## Text provided

This is supposed to be the season of “PAIN.” As far Leafs fans are concerned, this is a season where players and management get a free pass for what should be one of the worst seasons in club history. A reward of a top-five if not first overall pick is the main objective it seems.
A problem is brewing on the horizon. Our beloved Leafs just might be too good, to keep losing. Too good to cash in at the 2016 draft being held at the First Niagara Center in Buffalo, NY.
It has been well documented since Shanahan took over the Maple Leafs reigns that this club needed to purge the old and completely rebuild on and off the ice. Getting rid of a couple more core players should have happened, but so far so good. New management, scouts, coaches and a new culture are a part of the 2015/2016 season. The biggest coup’s were signing Babcock and Lamoriello and receiving actual assets for the now departed Phil Kessel. Restocking the cupboard with draft picks and prospects has been executed well as part of the Shana-plan.
The Leafs currently sit 29th overall and if the draft were held today, they would have a realistic shot at picking first overall. So why sound the alarm bells now?
The Leafs are looking good in losing. Most of the time. With the exception of two games, Toronto has competed hard against some quality competition. Montreal twice, a shoot-out loss to Ottawa and Buffalo, accompanied with five losses by a single goal in 10 games played. Saturday nights loss to Pittsburgh is one game both coach and players accepted as being a poor team performance.

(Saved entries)
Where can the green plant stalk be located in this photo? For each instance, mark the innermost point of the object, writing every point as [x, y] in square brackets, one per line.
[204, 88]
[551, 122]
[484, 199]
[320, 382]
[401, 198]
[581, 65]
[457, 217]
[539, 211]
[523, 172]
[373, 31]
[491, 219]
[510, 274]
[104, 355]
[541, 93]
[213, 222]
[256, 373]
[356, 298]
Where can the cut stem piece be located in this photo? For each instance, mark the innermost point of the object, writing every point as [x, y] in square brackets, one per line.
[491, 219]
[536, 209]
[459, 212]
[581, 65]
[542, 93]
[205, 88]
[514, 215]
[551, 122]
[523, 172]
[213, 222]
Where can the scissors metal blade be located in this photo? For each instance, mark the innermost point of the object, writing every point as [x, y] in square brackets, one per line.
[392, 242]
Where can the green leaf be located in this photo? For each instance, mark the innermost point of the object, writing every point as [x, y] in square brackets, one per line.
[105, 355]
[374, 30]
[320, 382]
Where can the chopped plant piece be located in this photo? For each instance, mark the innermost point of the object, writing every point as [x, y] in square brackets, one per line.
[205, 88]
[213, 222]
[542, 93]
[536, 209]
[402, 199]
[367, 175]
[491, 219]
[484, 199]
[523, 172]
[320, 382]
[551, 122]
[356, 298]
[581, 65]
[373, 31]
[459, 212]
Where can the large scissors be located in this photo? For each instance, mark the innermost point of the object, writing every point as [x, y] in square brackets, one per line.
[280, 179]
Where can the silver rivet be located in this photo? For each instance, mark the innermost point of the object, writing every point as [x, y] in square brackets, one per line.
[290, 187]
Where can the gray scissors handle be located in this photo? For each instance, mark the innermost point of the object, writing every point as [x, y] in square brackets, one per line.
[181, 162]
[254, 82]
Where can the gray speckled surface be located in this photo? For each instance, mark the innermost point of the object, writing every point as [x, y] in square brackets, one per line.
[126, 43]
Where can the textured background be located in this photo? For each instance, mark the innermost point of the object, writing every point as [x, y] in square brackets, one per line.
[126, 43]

## Check your understanding
**1)** Quote the stretch of the Maple Leafs article from "This is supposed" through "in Buffalo, NY.".
**2)** Answer these questions using the Maple Leafs article:
(a) Where is the 2016 draft being held?
(b) Where do the Leafs currently sit in the overall standings?
(c) Which team beat the Leafs on Saturday night?
**3)** Carry on writing the Maple Leafs article, picking up after its final sentence.
None of these lines are used in any task.

## Written answers
**1)**
This is supposed to be the season of “PAIN.” As far Leafs fans are concerned, this is a season where players and management get a free pass for what should be one of the worst seasons in club history. A reward of a top-five if not first overall pick is the main objective it seems.
A problem is brewing on the horizon. Our beloved Leafs just might be too good, to keep losing. Too good to cash in at the 2016 draft being held at the First Niagara Center in Buffalo, NY.

**2)**
(a) At the First Niagara Center in Buffalo, NY.
(b) 29th overall.
(c) Pittsburgh.

**3)**
It has been apparent that pucks getting to the net were the achilles heal of the team. Shots against are down over last year. Way down. Last year the Leafs averaged 33.5 shots against per-game and ranked 29th in the NHL. Today the Buds sit 13th at 28.8 shots against per-game. We all knew that the meticulous teachings of Babcock would address this issue and it has been done. Shot attempts are also up significantly over last year. More shots should result in more goals. No?
Speaking of Babcock, he hates losing. He hates preparing the way he does and the plan not being executed. The Leafs schedule has allowed for lots of practice time. A blessing for the coaching staff as Babcock has been able to implement his system. The players have responded by being more responsible in the defensive zone and playing a smarter transition game as the puck is moved through the neutral zone. General consensus is puck decisions in all three zones have improved. We are getting into advanced stats territory here, but we won’t get into that today.
The Leafs have played quality competition in the first 10 games. Montreal sits first, New York and Pittsburgh easily holding playoff positions while Ottawa sits tied for the last playoff spot. All playing above .500 hockey. Perennial playoff bound Detroit is within striking distance as always. Toronto’s lone win on the season comes against the last place Columbus Blue Jackets. The next 10 games will give a better indication of where these Leafs stand, although the teams on the other side ALL sit well above in the standings. The schedule ahead will be equally challenging with top notch teams like Dallas coming up Monday night. If the first ten games are an indication, then the leafs will be a tough team to beat.
Yes the loss of Kessel is significant only in offensive production. Given his defensive liabilities last year, the team also got rid of his -34 goal differential. Dion Phaneuf leads the team in points as well as proving to be the teams top defender. He will continue to put up points but shouldn’t continue leading in points much longer.
Lupul had been sent a message with a three game demotion to the fourth line. He did respond Friday versus New York with a goal and ended up serving on the second line Saturday night. If he stays healthy and committed, the points will come. He seems to have received the message loud and clear.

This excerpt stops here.